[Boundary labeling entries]
━━━━━━━━━━━━━━━━

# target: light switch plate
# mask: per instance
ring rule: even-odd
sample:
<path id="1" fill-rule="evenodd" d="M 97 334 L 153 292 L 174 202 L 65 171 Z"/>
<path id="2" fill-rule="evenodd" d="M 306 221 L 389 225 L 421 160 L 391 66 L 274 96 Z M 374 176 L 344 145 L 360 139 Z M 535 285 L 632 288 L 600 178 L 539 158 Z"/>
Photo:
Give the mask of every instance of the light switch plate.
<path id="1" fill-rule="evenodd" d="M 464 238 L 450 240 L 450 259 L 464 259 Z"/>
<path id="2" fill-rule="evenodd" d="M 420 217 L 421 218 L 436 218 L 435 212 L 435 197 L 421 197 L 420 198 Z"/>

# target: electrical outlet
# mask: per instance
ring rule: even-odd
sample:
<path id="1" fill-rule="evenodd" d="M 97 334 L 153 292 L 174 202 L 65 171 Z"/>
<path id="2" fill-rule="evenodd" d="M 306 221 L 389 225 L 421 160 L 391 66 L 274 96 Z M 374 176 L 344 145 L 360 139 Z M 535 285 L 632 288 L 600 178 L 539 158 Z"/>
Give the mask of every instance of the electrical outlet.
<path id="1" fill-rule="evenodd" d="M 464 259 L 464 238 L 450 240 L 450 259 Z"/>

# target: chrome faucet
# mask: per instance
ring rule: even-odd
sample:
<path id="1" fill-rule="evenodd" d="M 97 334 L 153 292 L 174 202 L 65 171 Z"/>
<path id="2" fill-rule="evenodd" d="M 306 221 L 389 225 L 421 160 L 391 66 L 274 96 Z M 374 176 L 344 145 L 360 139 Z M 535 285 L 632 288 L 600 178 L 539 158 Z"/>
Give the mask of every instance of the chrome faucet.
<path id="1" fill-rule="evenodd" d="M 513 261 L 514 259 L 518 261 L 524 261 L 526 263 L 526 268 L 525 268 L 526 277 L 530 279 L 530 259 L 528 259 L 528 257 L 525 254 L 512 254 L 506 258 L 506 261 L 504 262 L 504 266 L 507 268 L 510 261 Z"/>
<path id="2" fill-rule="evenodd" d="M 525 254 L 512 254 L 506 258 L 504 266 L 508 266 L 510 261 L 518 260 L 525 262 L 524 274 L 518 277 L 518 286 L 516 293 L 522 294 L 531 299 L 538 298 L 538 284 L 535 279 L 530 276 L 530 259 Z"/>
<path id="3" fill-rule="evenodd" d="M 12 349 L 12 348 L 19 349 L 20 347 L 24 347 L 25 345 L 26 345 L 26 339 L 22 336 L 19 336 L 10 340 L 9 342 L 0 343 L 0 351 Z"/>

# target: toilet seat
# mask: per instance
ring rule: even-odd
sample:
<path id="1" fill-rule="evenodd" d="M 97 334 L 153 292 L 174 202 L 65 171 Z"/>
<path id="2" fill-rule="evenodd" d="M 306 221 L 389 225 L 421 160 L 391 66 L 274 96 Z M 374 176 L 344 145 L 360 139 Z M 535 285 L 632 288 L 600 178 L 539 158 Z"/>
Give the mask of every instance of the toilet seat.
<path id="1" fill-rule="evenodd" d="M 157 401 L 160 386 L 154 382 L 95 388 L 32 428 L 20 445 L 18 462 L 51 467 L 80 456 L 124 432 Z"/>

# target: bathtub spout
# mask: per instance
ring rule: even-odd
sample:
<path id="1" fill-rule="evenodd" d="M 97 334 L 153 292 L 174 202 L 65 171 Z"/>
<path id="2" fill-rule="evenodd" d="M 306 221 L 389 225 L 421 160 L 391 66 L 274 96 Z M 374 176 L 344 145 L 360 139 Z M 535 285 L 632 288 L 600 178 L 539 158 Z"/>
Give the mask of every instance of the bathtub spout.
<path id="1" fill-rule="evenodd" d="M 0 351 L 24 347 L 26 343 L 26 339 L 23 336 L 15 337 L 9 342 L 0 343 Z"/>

━━━━━━━━━━━━━━━━

▶ [STATED GOAL] Reproduce the stretch from the line containing "# target: chrome faucet" through the line containing "157 401 L 160", both ends included, with the requests kept as they are. Multiply every polygon coordinate in the answers by 0.95 and round to the nearest whole number, halves up, leaving the requests and their sample outlines unchanged.

▶ [SOLUTION TO THIS PROBLEM]
# target: chrome faucet
# mask: per instance
ring rule: even-odd
sample:
<path id="1" fill-rule="evenodd" d="M 97 334 L 153 292 L 174 202 L 65 171 Z"/>
<path id="2" fill-rule="evenodd" d="M 306 221 L 389 225 L 421 160 L 391 66 L 274 96 Z M 374 176 L 344 145 L 360 139 Z M 535 285 L 632 288 L 600 178 L 539 158 Z"/>
Give the mask of every instance of the chrome faucet.
<path id="1" fill-rule="evenodd" d="M 487 248 L 488 246 L 492 248 L 498 248 L 500 250 L 500 255 L 499 255 L 500 263 L 504 265 L 504 246 L 502 246 L 502 244 L 499 241 L 486 241 L 481 245 L 481 248 L 479 249 L 479 253 L 482 255 L 485 248 Z"/>
<path id="2" fill-rule="evenodd" d="M 499 241 L 486 241 L 481 245 L 479 253 L 483 253 L 485 248 L 492 247 L 499 249 L 498 260 L 492 263 L 492 272 L 490 278 L 496 279 L 504 284 L 511 283 L 511 270 L 508 265 L 504 262 L 504 246 Z"/>
<path id="3" fill-rule="evenodd" d="M 11 332 L 11 331 L 18 332 L 19 330 L 23 330 L 24 328 L 25 328 L 25 322 L 21 319 L 18 319 L 10 323 L 9 325 L 0 326 L 0 333 Z"/>

# target: toilet seat
# mask: per instance
ring rule: even-odd
sample:
<path id="1" fill-rule="evenodd" d="M 97 334 L 153 292 L 174 202 L 65 171 Z"/>
<path id="2" fill-rule="evenodd" d="M 306 221 L 389 225 L 421 160 L 391 66 L 274 96 Z M 374 176 L 344 145 L 360 139 Z M 535 285 L 632 288 L 600 178 L 539 158 Z"/>
Give the mask of every instance of the toilet seat.
<path id="1" fill-rule="evenodd" d="M 149 381 L 152 367 L 146 363 L 90 369 L 30 407 L 19 423 L 17 439 L 48 444 L 76 433 L 118 410 Z"/>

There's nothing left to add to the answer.